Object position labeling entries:
---

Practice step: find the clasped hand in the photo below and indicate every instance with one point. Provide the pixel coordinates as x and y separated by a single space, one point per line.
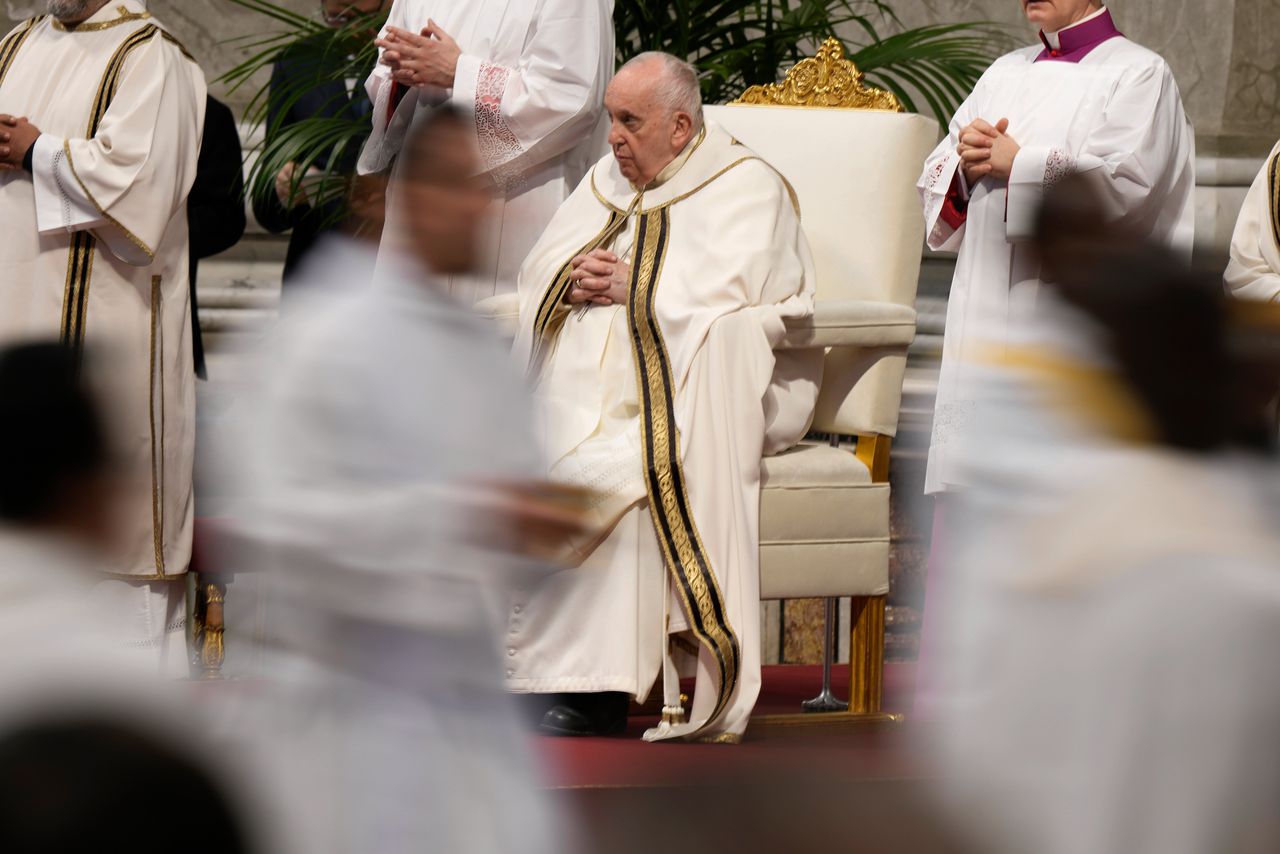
599 278
17 136
986 151
423 59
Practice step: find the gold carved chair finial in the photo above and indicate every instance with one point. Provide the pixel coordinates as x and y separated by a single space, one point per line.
826 80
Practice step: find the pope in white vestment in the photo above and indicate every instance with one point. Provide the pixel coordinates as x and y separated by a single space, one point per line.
1086 101
662 405
95 251
531 74
1253 272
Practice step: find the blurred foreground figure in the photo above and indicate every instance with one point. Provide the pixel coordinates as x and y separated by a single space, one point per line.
384 498
648 315
1255 268
1109 683
529 77
100 124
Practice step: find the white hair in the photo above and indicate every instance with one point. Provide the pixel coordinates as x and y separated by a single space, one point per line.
680 91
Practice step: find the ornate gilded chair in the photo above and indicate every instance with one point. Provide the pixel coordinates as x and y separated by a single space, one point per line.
853 158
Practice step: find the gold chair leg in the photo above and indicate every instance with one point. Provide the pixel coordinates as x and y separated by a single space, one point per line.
211 651
867 656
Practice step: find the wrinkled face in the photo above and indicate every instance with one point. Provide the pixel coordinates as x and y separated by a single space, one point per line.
339 13
1052 16
71 12
644 133
444 202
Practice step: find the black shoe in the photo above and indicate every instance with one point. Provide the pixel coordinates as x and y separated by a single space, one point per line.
588 715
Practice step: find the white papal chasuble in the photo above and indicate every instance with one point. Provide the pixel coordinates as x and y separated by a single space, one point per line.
1087 101
1253 272
663 409
533 77
94 245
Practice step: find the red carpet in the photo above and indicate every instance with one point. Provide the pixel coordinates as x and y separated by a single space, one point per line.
856 750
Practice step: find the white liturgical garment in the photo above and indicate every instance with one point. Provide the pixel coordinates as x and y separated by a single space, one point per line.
1253 272
1096 105
95 242
663 409
533 76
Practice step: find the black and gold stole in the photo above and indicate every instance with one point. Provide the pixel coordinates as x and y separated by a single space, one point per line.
80 261
682 548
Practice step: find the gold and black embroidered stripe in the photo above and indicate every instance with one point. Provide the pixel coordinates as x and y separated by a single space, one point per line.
1274 196
664 480
80 264
10 46
552 309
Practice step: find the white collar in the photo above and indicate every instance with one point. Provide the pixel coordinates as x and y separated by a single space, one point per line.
1052 37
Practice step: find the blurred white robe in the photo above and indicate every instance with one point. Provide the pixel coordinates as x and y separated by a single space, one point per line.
384 718
1107 677
95 247
1253 272
717 250
533 77
1116 118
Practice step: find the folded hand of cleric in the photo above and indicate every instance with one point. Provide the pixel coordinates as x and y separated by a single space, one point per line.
17 137
423 59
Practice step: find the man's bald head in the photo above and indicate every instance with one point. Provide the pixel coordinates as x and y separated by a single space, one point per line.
656 108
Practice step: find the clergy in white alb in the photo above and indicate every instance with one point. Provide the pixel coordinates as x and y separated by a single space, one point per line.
530 74
1086 100
101 113
1253 272
648 313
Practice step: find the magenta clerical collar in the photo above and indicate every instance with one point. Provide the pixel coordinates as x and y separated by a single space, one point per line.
1077 42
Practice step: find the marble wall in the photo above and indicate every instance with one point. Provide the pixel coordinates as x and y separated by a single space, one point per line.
1223 51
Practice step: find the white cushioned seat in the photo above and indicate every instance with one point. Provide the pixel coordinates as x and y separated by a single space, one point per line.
821 511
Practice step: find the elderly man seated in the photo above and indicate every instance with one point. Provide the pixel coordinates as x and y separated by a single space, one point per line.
648 315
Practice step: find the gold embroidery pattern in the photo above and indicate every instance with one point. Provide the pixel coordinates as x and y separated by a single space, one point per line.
552 310
668 499
1274 183
80 264
126 17
156 460
10 46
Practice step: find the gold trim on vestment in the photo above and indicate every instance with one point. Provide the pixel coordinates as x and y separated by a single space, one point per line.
156 462
1274 196
670 508
10 46
80 263
826 81
97 26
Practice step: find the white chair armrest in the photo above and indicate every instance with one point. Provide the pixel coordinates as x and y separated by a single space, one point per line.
503 310
851 323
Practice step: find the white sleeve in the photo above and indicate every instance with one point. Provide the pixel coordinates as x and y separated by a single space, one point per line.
1253 272
62 204
1138 159
544 105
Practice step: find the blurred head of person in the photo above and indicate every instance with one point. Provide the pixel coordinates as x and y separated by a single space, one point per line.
56 473
442 195
74 785
1166 328
342 13
72 12
656 108
1052 16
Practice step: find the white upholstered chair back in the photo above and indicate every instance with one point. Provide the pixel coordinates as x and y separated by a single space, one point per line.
854 173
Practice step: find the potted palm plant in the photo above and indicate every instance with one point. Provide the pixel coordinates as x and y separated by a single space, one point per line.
735 44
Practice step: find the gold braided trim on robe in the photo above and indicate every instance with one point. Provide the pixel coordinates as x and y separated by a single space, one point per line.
10 46
670 510
80 261
1274 196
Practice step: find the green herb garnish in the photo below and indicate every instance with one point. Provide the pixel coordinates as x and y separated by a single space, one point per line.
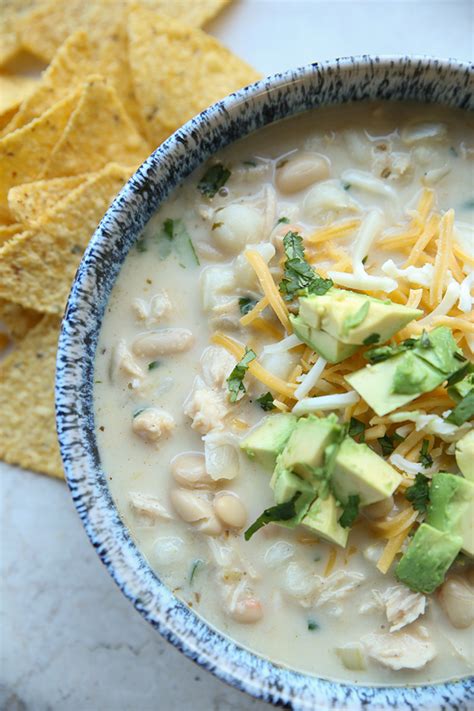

---

Can you reproduce every row above word for word, omitting the pictures?

▶ Written answer:
Practice step: find the clasped hand in the photo below and indicate every instance with one point. Provide the pixel coordinates as x and y separated by a single space, one point per line.
599 278
17 136
986 151
423 59
Practice step: find the gold carved chair finial in the photo above and indicate every instance with one point. Provide the pixel coordinates as x and y separated by a single space, one point per line.
826 80
Practice step: find the pope in white vestment in the photo above and indicate every instance with one point. Provide the pixel coordinates as x and y separated by a single space, one point per line.
1086 101
662 405
95 251
531 74
1253 272
Practice step: find the blurred foreground figure in the photo above and indicate every instance with one point. Provide the pixel coordinates as x and y separated by a single space, one point per line.
384 498
648 315
1255 268
1109 683
529 77
100 124
Practice step: find the white hair in the photo above and indicate every instance with one point. Provide the pixel coordinates as x and y separated by a single space, one point per line.
680 91
Practice step: find the ornate gilded chair in the photo above and indicate every instance with one point. Provide the pixel coordinates as x and y separated by a single space, one point per line.
853 158
Practice step: find the gold chair leg in the photo above and indicate every instance with one point. Provide the pixel coordinates as x and y separated by a single space, one point per line.
211 651
867 656
Practice step: find the wrinkled face in the photo above and indicate every instance with one point. Provide the pixel coordinates as x and y separated by a single space, one point per line.
339 13
1052 16
71 12
644 133
444 202
Practice step: find the black shoe in the photo above and indicate every instance with one point. Provide the pixel coordinates as x and y separated by a single space, one point per line.
588 715
Practice step: find the white papal chasuble in the photo above and indicate every instance with one point. Provide the pixel coordinates as x and y separated by a single space, one point per line.
1087 101
1253 272
663 409
533 77
94 245
Practice step: find the red carpet in the photo above and indicate every instance with one point. Provide the pixel coordinates as x and y separated by a single space, one point per line.
856 750
Practice step: find the white liturgical garment in the photo above and indicate every instance with one point. Provide the pixel coordinates as x and y separated by a single space, one point per line.
1253 272
1096 105
95 242
663 409
533 76
Practice step: find the black and gold stole in the photo above and indicate every instance with one point. Provide the pixel coordinates as x and y separated by a single space, one point per line.
80 261
682 548
Practice step: find the gold and black embroidered stripe in the photo above and indicate every instance with one point. Provide the pixel coordinates as x and y separated by a single space, one point per line.
1274 196
664 480
80 264
10 46
552 309
Practice step: find the white collar in the photo above and indicate every instance with one point. Provide the pixel coordinates as x and y separated by a single space, one point per line.
1052 37
Practice step: find the blurred white robe in the photo above and indicate every instance with one point. Provide the pixel coordinates as x and y separated by a single space, one point per line.
384 718
1107 677
95 247
1253 272
717 250
533 77
1116 118
Practice step: find the folded hand of cleric in the photo above and indicate every instance with one point. Provide the pixel coordinates as x and y separated by a single space, one point per line.
17 137
423 59
Practice step: find the man's bald head in the photo above and indicate every instance with one point. Provide the pixel coordinates as x and y separated by a single space, one point per line.
656 108
Practice step: find the clergy in white alb in the photo above and indicate every instance with one point. Provide the pixel coordinates as x and y separated by a single space, one point per line.
530 74
1086 100
101 113
1253 272
648 313
Practice step: find the magenta clerical collar in the photo above and indicate every instance with one point. Provide the pixel coordinates as x and y separated by a single space, one point per line.
1077 42
Practice step: find the marble wall in the photo above and indicate every instance with one point. Provide the pixel coordinates as x and y separated by a single space, one point per line.
1223 51
Practice step: find the white cushioned seat in the photo above and indicate every instance with one point. Provide the pixel coordinates as x and y separated by a single space, one point per line.
821 511
Practice step: find the elderly man seated in the photo above and indicate every instance with one point. Provide the pixel coordinates as x and y separated by a single space, one point per line.
648 315
Practice step: find the gold embroidery pattern in the photo above and indicate every instance with one point. Provide the pixel coordinates as x and y separated by a single space, one point per line.
552 310
668 499
1274 183
80 264
126 17
156 460
10 46
Practice step: find the gold trim on vestment in the photo above and indicate every instance with one point. Provide the pixel coordinates as x and y separated by a single space, one point per line.
156 462
1274 196
670 508
10 46
80 263
826 81
97 26
Practice step: find the white chair armrest in the photo above and indicate every instance with one point. Provide the pixel coordinates as x and y separated by a single space, one point per line.
503 310
851 323
Practice step: find the white sleeve in the photo above and indicate every instance with one point. Provide the pixel coordinates as x and y separated by a single space, one point per line.
1253 272
62 204
1138 159
544 105
Practice step: find the blurred head of person in the photo above and indicate every instance with one point. Provide the pixel coordinates as x and y separated by a single space, one point per line.
56 473
442 195
74 785
1166 328
342 13
72 12
656 108
1052 16
Practice step: find the white upholstered chair back in the photo above and indicate every instance with one point. Provide the pixel coordinates as x and y separated by a single space, one point per line.
854 173
Practice step: find the potted palm plant in the photo above and indicate every instance with one point. Provide the pixel coordinates as x and y separated by a single space, one point per line.
735 44
Practice step: find the gold braided trim on robe in the photo above and indicate every instance with one point. Provide the pixel coordinates as x and y separated by a single space, one point per line.
10 46
670 510
80 261
1274 196
Practice step: find the green herb garnish in the photo below and indicate every instance with one point. Provide the pixel coordinates as x and y separated by a single space, one point per line.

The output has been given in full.